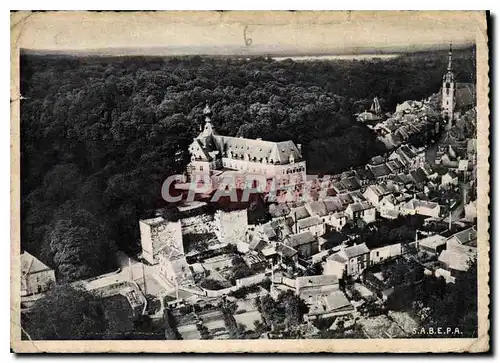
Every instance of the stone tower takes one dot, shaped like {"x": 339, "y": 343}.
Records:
{"x": 448, "y": 93}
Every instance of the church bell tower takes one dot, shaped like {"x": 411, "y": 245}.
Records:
{"x": 448, "y": 94}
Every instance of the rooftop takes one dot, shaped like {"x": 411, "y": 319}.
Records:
{"x": 309, "y": 222}
{"x": 433, "y": 242}
{"x": 314, "y": 281}
{"x": 30, "y": 264}
{"x": 356, "y": 250}
{"x": 301, "y": 238}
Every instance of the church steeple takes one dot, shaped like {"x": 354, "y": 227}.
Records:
{"x": 207, "y": 129}
{"x": 449, "y": 59}
{"x": 448, "y": 93}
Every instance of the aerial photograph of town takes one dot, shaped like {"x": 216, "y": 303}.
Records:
{"x": 263, "y": 196}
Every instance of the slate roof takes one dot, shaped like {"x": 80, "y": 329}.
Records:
{"x": 418, "y": 175}
{"x": 465, "y": 237}
{"x": 356, "y": 250}
{"x": 279, "y": 210}
{"x": 258, "y": 149}
{"x": 309, "y": 222}
{"x": 30, "y": 264}
{"x": 356, "y": 207}
{"x": 286, "y": 250}
{"x": 337, "y": 258}
{"x": 299, "y": 212}
{"x": 380, "y": 170}
{"x": 300, "y": 239}
{"x": 433, "y": 242}
{"x": 317, "y": 208}
{"x": 465, "y": 95}
{"x": 364, "y": 174}
{"x": 455, "y": 260}
{"x": 314, "y": 281}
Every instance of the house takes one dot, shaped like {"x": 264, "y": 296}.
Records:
{"x": 374, "y": 193}
{"x": 389, "y": 206}
{"x": 467, "y": 237}
{"x": 353, "y": 260}
{"x": 418, "y": 176}
{"x": 380, "y": 172}
{"x": 377, "y": 160}
{"x": 432, "y": 244}
{"x": 285, "y": 251}
{"x": 363, "y": 210}
{"x": 455, "y": 263}
{"x": 334, "y": 304}
{"x": 364, "y": 176}
{"x": 348, "y": 184}
{"x": 395, "y": 166}
{"x": 460, "y": 252}
{"x": 36, "y": 277}
{"x": 421, "y": 207}
{"x": 156, "y": 234}
{"x": 381, "y": 254}
{"x": 332, "y": 239}
{"x": 313, "y": 224}
{"x": 449, "y": 179}
{"x": 310, "y": 286}
{"x": 279, "y": 211}
{"x": 471, "y": 211}
{"x": 298, "y": 213}
{"x": 305, "y": 243}
{"x": 335, "y": 265}
{"x": 255, "y": 261}
{"x": 231, "y": 226}
{"x": 175, "y": 270}
{"x": 211, "y": 152}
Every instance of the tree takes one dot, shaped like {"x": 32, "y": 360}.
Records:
{"x": 66, "y": 313}
{"x": 266, "y": 283}
{"x": 294, "y": 307}
{"x": 80, "y": 247}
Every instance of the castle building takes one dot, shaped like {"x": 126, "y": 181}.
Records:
{"x": 212, "y": 152}
{"x": 448, "y": 93}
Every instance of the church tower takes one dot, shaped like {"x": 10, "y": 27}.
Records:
{"x": 448, "y": 93}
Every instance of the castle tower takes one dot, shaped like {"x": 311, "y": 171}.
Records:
{"x": 448, "y": 94}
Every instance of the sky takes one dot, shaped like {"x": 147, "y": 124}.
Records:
{"x": 162, "y": 33}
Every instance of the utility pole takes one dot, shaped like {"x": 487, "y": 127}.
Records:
{"x": 176, "y": 289}
{"x": 144, "y": 280}
{"x": 131, "y": 273}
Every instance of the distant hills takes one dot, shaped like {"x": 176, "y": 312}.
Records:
{"x": 240, "y": 51}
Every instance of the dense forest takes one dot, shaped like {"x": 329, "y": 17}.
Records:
{"x": 100, "y": 135}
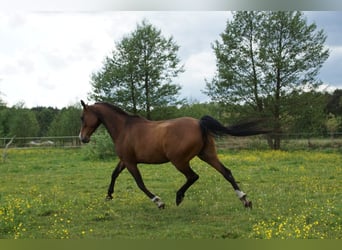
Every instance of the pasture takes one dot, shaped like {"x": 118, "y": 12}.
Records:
{"x": 58, "y": 194}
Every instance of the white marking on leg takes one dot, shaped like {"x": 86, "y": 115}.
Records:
{"x": 240, "y": 194}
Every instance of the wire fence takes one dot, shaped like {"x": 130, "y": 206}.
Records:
{"x": 39, "y": 142}
{"x": 288, "y": 141}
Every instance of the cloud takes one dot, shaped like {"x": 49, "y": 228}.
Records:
{"x": 47, "y": 58}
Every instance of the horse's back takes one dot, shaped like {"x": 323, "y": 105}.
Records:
{"x": 181, "y": 138}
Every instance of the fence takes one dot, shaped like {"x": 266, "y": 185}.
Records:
{"x": 289, "y": 141}
{"x": 26, "y": 142}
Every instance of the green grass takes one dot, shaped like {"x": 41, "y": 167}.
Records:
{"x": 56, "y": 193}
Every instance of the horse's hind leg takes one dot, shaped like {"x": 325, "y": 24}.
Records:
{"x": 133, "y": 169}
{"x": 227, "y": 174}
{"x": 191, "y": 178}
{"x": 115, "y": 174}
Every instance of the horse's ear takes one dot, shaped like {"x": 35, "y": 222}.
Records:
{"x": 83, "y": 104}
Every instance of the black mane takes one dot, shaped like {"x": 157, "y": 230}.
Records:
{"x": 118, "y": 110}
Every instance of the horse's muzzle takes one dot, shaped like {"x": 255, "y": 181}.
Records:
{"x": 84, "y": 139}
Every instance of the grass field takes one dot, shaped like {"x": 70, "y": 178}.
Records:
{"x": 56, "y": 193}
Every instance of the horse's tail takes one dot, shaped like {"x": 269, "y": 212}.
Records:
{"x": 211, "y": 126}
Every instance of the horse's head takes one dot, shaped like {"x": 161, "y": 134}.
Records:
{"x": 90, "y": 123}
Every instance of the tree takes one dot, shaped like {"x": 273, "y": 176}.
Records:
{"x": 263, "y": 57}
{"x": 22, "y": 122}
{"x": 139, "y": 73}
{"x": 66, "y": 122}
{"x": 44, "y": 115}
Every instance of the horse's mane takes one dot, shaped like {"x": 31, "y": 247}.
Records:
{"x": 119, "y": 110}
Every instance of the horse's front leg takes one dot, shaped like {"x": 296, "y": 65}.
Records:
{"x": 118, "y": 169}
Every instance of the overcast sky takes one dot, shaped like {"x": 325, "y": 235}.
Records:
{"x": 46, "y": 58}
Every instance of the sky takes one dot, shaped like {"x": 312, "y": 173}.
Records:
{"x": 47, "y": 58}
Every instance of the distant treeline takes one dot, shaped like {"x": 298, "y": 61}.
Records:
{"x": 315, "y": 112}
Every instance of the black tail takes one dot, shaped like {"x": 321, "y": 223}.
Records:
{"x": 211, "y": 126}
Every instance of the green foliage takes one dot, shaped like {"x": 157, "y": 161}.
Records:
{"x": 59, "y": 195}
{"x": 66, "y": 122}
{"x": 100, "y": 147}
{"x": 263, "y": 57}
{"x": 22, "y": 122}
{"x": 139, "y": 72}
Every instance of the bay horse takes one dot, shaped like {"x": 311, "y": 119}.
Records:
{"x": 138, "y": 140}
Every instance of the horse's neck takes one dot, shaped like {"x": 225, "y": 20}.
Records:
{"x": 113, "y": 121}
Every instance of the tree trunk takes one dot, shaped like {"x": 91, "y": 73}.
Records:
{"x": 147, "y": 96}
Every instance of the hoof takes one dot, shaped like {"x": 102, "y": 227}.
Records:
{"x": 161, "y": 206}
{"x": 109, "y": 198}
{"x": 248, "y": 204}
{"x": 179, "y": 199}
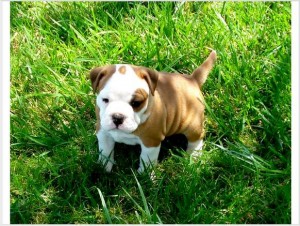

===

§ YOUR ASSIGNMENT
Scan the entries above and return each line that holds "green".

§ TASK OUTPUT
Every instance of the green grass takes one dot, shaped like {"x": 41, "y": 167}.
Every instance of the green foliage takes one dot, shaped like {"x": 157, "y": 161}.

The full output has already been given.